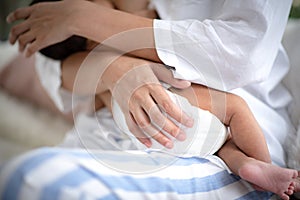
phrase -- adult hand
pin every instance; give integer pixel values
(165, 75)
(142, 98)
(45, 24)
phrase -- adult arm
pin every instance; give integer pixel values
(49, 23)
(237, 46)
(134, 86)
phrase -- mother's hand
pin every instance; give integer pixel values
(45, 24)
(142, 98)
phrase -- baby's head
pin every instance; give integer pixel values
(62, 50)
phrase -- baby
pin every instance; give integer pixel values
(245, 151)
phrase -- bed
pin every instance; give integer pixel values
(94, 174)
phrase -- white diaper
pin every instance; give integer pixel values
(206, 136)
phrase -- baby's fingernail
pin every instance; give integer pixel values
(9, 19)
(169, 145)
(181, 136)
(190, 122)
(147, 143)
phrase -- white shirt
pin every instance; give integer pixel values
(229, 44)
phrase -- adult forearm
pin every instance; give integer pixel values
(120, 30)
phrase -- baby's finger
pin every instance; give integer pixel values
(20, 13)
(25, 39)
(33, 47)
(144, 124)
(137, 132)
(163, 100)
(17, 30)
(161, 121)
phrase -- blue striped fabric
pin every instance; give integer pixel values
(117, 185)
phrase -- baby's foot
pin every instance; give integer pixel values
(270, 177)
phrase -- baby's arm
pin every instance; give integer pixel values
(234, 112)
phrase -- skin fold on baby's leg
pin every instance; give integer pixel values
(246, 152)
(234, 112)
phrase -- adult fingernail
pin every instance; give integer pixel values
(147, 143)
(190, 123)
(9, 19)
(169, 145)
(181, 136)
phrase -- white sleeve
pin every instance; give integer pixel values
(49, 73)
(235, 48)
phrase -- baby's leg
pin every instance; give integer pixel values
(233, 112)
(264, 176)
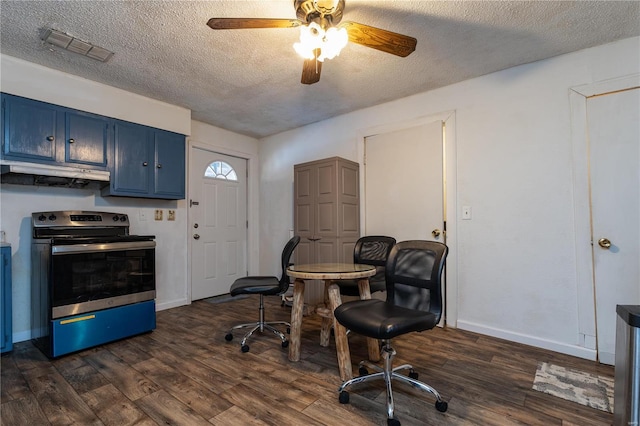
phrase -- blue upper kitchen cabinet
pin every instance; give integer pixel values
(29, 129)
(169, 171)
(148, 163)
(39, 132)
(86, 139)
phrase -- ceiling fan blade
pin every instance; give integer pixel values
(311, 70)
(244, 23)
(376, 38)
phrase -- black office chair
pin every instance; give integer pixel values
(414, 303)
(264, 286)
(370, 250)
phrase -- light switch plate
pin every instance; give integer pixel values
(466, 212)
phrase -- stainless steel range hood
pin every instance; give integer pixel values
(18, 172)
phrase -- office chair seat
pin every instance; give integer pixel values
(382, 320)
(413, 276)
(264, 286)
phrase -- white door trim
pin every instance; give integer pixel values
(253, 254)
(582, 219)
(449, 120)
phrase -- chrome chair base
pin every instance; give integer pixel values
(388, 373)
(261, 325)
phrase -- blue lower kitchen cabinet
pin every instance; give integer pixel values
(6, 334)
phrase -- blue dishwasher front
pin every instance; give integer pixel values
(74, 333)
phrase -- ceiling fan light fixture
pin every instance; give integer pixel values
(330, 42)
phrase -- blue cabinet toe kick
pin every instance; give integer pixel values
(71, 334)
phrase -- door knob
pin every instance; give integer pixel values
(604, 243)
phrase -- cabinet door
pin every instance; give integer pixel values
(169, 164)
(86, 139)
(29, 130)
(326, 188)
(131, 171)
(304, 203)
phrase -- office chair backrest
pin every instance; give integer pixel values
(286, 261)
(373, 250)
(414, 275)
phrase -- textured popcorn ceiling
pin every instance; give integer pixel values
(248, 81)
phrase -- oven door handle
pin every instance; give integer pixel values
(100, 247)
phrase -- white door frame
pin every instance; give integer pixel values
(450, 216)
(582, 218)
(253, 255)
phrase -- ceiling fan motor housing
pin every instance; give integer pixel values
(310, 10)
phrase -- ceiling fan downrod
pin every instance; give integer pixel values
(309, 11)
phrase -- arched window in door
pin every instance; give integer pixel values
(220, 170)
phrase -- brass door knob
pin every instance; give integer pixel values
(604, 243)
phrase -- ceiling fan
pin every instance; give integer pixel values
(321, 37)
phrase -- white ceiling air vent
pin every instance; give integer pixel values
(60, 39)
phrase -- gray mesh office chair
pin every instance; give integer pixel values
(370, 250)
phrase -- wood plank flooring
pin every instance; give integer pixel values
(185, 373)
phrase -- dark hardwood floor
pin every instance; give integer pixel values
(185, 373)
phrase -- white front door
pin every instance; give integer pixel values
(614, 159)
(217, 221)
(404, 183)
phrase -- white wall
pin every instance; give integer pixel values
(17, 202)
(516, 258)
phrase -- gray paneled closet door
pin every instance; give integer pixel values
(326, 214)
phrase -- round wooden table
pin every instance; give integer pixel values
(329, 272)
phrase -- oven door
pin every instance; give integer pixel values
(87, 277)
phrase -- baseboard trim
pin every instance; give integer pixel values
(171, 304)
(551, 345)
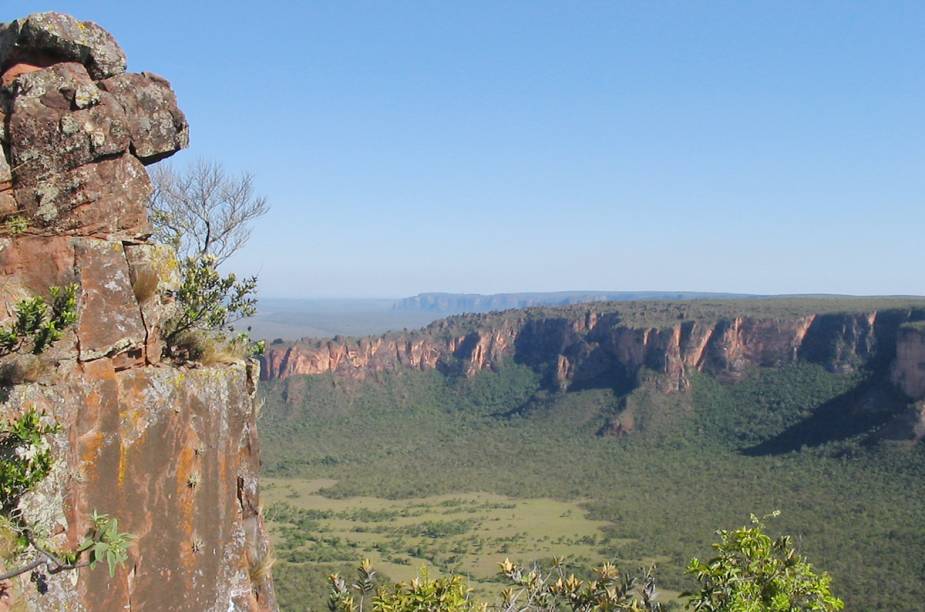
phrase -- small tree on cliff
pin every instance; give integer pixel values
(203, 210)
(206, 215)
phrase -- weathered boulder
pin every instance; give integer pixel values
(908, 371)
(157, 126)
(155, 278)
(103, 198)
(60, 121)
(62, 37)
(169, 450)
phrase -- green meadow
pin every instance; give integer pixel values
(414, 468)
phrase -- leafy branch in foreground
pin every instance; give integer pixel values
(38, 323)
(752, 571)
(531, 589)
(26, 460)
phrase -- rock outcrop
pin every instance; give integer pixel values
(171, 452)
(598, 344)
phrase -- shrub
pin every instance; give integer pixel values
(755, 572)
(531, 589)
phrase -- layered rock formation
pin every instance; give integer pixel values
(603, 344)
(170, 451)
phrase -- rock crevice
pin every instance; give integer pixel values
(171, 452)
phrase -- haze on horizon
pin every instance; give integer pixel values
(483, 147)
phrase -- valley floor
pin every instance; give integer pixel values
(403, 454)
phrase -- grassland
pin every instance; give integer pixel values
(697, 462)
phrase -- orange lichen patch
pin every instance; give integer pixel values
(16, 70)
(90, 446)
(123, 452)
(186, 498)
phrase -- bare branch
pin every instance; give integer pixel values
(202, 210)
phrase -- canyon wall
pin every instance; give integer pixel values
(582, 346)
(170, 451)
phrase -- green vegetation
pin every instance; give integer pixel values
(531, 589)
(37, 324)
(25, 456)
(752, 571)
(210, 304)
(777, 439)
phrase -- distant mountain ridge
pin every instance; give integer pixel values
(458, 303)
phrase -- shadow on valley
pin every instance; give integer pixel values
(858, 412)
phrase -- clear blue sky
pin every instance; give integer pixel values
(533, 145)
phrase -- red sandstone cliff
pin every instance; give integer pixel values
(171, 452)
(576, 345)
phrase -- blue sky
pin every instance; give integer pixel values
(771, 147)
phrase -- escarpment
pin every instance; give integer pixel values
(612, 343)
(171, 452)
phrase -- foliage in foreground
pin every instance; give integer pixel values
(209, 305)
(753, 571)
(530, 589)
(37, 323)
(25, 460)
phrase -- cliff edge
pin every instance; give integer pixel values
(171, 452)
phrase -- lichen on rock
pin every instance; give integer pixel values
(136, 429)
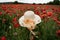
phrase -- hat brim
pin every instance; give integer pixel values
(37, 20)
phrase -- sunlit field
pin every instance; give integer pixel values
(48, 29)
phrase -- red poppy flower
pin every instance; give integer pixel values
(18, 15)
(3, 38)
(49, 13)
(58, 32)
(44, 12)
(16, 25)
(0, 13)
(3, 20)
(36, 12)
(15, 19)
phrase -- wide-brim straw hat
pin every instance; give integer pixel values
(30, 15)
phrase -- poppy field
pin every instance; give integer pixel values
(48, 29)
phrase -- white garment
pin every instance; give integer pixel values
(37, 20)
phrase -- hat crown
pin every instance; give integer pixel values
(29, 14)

::::::

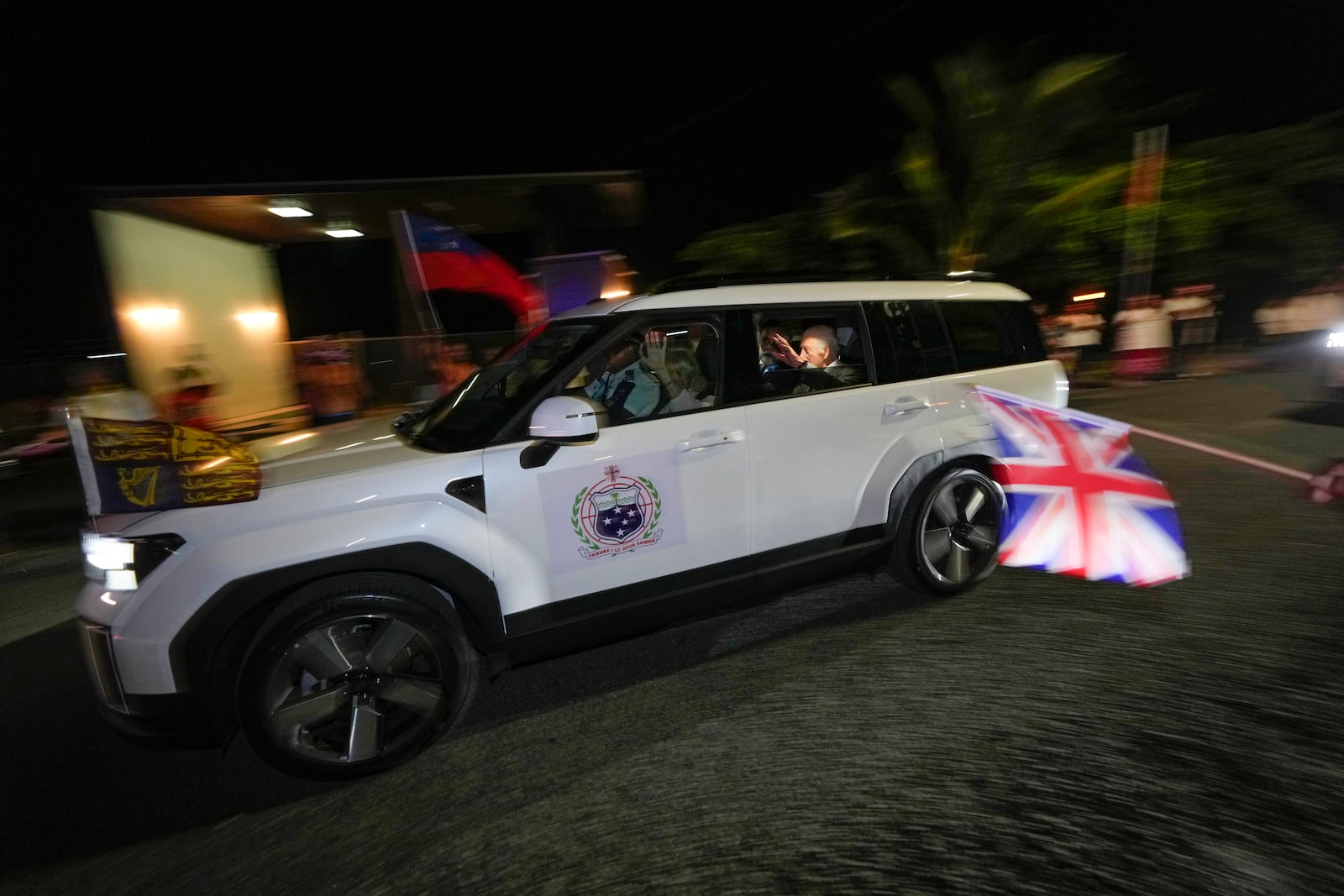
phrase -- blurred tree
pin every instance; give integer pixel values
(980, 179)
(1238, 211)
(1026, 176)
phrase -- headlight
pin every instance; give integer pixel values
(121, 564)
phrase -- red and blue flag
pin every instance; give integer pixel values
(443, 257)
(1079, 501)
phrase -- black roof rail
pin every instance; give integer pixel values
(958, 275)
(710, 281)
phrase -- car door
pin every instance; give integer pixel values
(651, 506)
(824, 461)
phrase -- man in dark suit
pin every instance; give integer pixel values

::::::

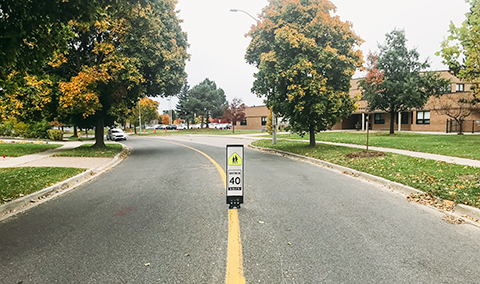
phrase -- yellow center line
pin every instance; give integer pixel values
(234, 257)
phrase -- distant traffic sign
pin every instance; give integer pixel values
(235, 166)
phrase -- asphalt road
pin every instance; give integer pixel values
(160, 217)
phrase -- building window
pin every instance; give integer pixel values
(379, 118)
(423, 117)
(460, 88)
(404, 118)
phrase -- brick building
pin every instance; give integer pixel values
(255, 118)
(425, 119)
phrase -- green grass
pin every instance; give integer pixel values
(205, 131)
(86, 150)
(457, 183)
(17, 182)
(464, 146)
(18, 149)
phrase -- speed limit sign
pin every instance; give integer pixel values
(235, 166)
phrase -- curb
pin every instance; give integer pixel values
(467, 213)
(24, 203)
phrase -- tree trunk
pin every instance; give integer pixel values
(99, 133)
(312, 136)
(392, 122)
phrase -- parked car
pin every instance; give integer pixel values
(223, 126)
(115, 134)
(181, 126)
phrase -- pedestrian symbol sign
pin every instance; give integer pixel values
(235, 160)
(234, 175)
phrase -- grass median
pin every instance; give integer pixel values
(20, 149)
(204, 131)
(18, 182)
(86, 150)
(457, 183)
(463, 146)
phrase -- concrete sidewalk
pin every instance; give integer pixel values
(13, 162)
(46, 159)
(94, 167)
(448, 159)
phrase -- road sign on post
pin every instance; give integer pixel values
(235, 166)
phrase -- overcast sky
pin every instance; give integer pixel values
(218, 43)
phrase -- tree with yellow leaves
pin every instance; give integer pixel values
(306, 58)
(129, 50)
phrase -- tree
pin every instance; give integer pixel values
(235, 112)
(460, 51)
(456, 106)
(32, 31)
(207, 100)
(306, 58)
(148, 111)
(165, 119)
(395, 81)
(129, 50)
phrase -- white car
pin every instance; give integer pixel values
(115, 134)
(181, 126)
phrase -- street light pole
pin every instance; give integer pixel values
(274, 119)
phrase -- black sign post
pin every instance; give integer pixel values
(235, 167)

::::::

What the task requires: Collect every line of the records above that contains the word "white", treating uppercase and lowercase as different.

Result for this task:
phrase -- white diaper
phrase -- white shirt
phrase -- white sleeve
phrase -- white door trim
phrase -- white door frame
phrase -- white ceiling air vent
phrase -- white front door
phrase -- white wall
phrase -- white garment
phrase -- white car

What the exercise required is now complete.